Records in a dataset

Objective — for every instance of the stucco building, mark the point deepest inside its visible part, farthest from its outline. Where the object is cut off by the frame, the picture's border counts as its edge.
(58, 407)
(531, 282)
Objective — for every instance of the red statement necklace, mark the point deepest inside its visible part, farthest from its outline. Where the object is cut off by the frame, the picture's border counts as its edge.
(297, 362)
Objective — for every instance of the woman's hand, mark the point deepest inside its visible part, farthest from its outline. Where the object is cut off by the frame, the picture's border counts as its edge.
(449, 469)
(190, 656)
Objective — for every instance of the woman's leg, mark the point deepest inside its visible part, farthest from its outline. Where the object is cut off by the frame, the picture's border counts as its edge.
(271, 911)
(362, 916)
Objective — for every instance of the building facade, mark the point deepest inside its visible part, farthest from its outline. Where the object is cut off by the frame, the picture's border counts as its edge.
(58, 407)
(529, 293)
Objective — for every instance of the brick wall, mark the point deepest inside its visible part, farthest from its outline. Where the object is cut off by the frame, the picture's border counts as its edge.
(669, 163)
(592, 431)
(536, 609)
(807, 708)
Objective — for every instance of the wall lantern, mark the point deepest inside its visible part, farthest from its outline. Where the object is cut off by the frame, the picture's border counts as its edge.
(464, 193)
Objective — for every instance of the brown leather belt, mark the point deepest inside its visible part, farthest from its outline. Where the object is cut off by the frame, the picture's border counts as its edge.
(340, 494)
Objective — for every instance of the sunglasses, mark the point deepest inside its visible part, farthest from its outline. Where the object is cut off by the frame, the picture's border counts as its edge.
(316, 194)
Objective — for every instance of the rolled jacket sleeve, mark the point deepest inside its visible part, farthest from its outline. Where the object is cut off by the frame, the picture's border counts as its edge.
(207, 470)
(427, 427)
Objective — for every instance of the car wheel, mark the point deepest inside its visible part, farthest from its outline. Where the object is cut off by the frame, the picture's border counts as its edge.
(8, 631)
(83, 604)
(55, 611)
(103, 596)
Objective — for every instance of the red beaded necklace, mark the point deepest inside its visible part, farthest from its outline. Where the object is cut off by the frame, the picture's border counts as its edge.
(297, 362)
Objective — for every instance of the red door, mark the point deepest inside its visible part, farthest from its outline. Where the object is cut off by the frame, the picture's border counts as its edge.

▶ _Brief_:
Copy every line of the material above word for word.

▶ _Complete response_:
Objective — for every instance of the stucco building, mark the point deepest inside its visible part, farthest from its outline. Where the object is cut off by the frame, the picture's border counts as its edge.
(58, 407)
(531, 282)
Objective — for every instance of the red statement necklace, mark the point deepest inside its visible part, farthest from its outline. Where the object is cut off by the frame, the picture's border counts as its edge.
(297, 362)
Objective — for every instance of the woman's hand, mark the point deepest inside its visible part, farthest from its outline. Where the object is cut off by the frame, the picture's border counts as its edge.
(449, 469)
(190, 656)
Objective — for every instance of the woman's leg, mark the point deepest inside its visible part, farthest from its outline. Where the object is cut off by the frame, the picture's border counts as its edge.
(271, 911)
(362, 916)
Objective — for every instance of the building facade, mark the point deepest inside its visible part, farthest from its outline. Where the object is cut off by the frame, the picture's border counts as its edge.
(58, 407)
(529, 293)
Objective — for every instance of the brick wall, mark the point deepest inside its visible part, farthest from its outline. Where the object is cut off by the frame, the picture's border counts as its edge.
(669, 163)
(592, 431)
(536, 609)
(807, 708)
Objective — for every instance of the wall lantern, mark the point deepest inside its visible part, farthest from its outline. Where the object is cut off by the frame, the picture's border counts as its edge.
(464, 193)
Objective — for every instance of the brown leather belt, mark the point deepest inside its visible part, farthest from its outline. Where the object is cut off by the frame, the picture's border counts as its edge.
(340, 494)
Objective — for every instance of the sunglasses, mark the point deepest inside its visible part, farthest from its outline. Where the object is cut off by the frame, the picture's border counts as its edge.
(316, 194)
Objective — for every instance of the rolled jacket sleeve, mark the point deepest inside its visible part, farthest from its outline. Where the object is cut off by the frame, the picture's border counts as its edge.
(207, 470)
(427, 427)
Objective — for every instance of the car wheel, mark the point deepest inside its visible part, farthest from its outline. Where the object is cut off by the frame, the picture's border counts as its edge.
(8, 631)
(83, 604)
(55, 611)
(103, 596)
Objective — for every instance of the red beaded necklace, mark the point deepest inside its visible part, farthest from its outline. Where the object is cut off by the frame, the picture's border counts as its edge.
(297, 362)
Objective — for every instance of the red door, mark the point deepest inside its visible part, farthest from its outline. Where the object is cut off by the frame, the picture's border counts as its edge.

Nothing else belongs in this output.